**Task description:**
Please quote the material exactly, every line of it.

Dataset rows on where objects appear
++++++++++
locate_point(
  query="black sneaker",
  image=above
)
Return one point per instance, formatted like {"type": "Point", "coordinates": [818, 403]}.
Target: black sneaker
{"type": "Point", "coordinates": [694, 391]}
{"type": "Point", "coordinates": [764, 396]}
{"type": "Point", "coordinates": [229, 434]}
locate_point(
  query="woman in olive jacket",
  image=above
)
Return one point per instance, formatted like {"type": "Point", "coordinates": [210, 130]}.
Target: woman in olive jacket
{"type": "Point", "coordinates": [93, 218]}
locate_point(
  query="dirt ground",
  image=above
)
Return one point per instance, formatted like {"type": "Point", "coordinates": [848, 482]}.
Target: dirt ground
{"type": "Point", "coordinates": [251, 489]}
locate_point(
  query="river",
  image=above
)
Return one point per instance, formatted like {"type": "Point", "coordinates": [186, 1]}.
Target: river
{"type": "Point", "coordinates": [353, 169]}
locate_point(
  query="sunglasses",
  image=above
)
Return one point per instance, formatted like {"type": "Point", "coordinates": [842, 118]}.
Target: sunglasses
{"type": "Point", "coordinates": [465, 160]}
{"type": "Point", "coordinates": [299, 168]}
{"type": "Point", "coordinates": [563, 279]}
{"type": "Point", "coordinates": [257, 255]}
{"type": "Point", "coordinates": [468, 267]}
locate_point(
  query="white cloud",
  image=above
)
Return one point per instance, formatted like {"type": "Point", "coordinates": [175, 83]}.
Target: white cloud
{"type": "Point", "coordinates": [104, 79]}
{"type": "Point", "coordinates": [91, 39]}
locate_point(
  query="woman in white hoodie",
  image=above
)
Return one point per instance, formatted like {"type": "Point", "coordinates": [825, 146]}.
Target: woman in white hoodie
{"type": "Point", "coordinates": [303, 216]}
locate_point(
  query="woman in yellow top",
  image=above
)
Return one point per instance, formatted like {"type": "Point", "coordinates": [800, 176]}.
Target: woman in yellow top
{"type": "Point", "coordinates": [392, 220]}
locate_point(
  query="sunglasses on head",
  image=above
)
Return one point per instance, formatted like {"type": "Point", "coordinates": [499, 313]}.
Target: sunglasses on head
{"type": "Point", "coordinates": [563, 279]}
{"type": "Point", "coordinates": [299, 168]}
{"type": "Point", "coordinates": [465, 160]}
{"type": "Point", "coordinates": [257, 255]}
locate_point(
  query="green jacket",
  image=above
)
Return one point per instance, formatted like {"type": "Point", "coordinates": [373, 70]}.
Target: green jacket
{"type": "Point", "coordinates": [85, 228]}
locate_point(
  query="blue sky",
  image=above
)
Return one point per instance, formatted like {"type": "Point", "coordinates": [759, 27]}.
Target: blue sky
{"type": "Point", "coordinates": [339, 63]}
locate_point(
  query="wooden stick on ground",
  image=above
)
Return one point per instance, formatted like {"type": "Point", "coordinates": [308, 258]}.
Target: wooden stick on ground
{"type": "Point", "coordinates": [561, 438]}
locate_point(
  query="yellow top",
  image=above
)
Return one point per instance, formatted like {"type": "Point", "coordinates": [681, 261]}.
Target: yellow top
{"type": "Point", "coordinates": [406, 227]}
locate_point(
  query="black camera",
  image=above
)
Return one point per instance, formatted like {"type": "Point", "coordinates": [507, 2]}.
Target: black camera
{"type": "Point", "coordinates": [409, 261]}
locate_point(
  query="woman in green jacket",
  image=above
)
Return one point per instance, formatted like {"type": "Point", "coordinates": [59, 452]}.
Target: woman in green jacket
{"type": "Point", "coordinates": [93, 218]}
++++++++++
**Exercise answer:**
locate_point(
  query="black sneaker",
  image=above
)
Return one point per instance, formatted like {"type": "Point", "coordinates": [818, 403]}.
Target: black sneaker
{"type": "Point", "coordinates": [694, 391]}
{"type": "Point", "coordinates": [764, 396]}
{"type": "Point", "coordinates": [229, 434]}
locate_point(
  query="woman in olive jacket",
  image=above
)
Return one point per instance, formatted like {"type": "Point", "coordinates": [210, 130]}.
Target: woman in olive jacket
{"type": "Point", "coordinates": [93, 218]}
locate_point(
  query="dirt ground",
  image=above
)
Return one point per instance, formatted like {"type": "Point", "coordinates": [848, 482]}.
Target: dirt ground
{"type": "Point", "coordinates": [251, 489]}
locate_point(
  query="river",
  image=above
)
Return one point per instance, formatted like {"type": "Point", "coordinates": [186, 1]}.
Target: river
{"type": "Point", "coordinates": [353, 169]}
locate_point(
  query="sunglasses",
  image=above
)
Return one point per instance, formatted like {"type": "Point", "coordinates": [842, 118]}.
Target: sunglasses
{"type": "Point", "coordinates": [465, 160]}
{"type": "Point", "coordinates": [299, 168]}
{"type": "Point", "coordinates": [563, 279]}
{"type": "Point", "coordinates": [257, 255]}
{"type": "Point", "coordinates": [468, 267]}
locate_point(
  query="white cloud",
  image=above
)
Return one point per instance, formatted like {"type": "Point", "coordinates": [175, 83]}.
Target: white cloud
{"type": "Point", "coordinates": [104, 79]}
{"type": "Point", "coordinates": [91, 39]}
locate_point(
  query="woman in white hoodie",
  image=above
)
Return one point per instance, formatted like {"type": "Point", "coordinates": [825, 146]}.
Target: woman in white hoodie
{"type": "Point", "coordinates": [303, 216]}
locate_point(
  query="woman in yellow top",
  image=above
)
Return one point per instance, formatted like {"type": "Point", "coordinates": [800, 176]}.
Target: woman in yellow top
{"type": "Point", "coordinates": [392, 220]}
locate_point(
  query="sunglasses on head",
  image=above
)
Return one point per instance, formatted like {"type": "Point", "coordinates": [499, 313]}.
Target: sunglasses on head
{"type": "Point", "coordinates": [563, 279]}
{"type": "Point", "coordinates": [299, 168]}
{"type": "Point", "coordinates": [465, 160]}
{"type": "Point", "coordinates": [257, 255]}
locate_point(
  query="green jacket",
  image=above
)
Return one point per instance, formatted like {"type": "Point", "coordinates": [373, 70]}.
Target: green jacket
{"type": "Point", "coordinates": [85, 228]}
locate_point(
  query="blue sky",
  image=above
)
Return one point per instance, formatted like {"type": "Point", "coordinates": [759, 27]}.
Target: blue sky
{"type": "Point", "coordinates": [339, 63]}
locate_point(
  query="wooden stick on ground",
  image=above
)
Return one point per instance, formatted like {"type": "Point", "coordinates": [308, 258]}.
Target: wooden stick on ground
{"type": "Point", "coordinates": [561, 438]}
locate_point(
  query="yellow top",
  image=above
)
Return one point per instance, formatted like {"type": "Point", "coordinates": [681, 261]}.
Target: yellow top
{"type": "Point", "coordinates": [406, 227]}
locate_point(
  query="black camera",
  image=above
)
Return one point per instance, formatted like {"type": "Point", "coordinates": [507, 2]}.
Target: black camera
{"type": "Point", "coordinates": [409, 261]}
locate_point(
  query="woman in green jacket",
  image=above
)
Return one point per instance, formatted like {"type": "Point", "coordinates": [59, 452]}.
Target: woman in green jacket
{"type": "Point", "coordinates": [93, 218]}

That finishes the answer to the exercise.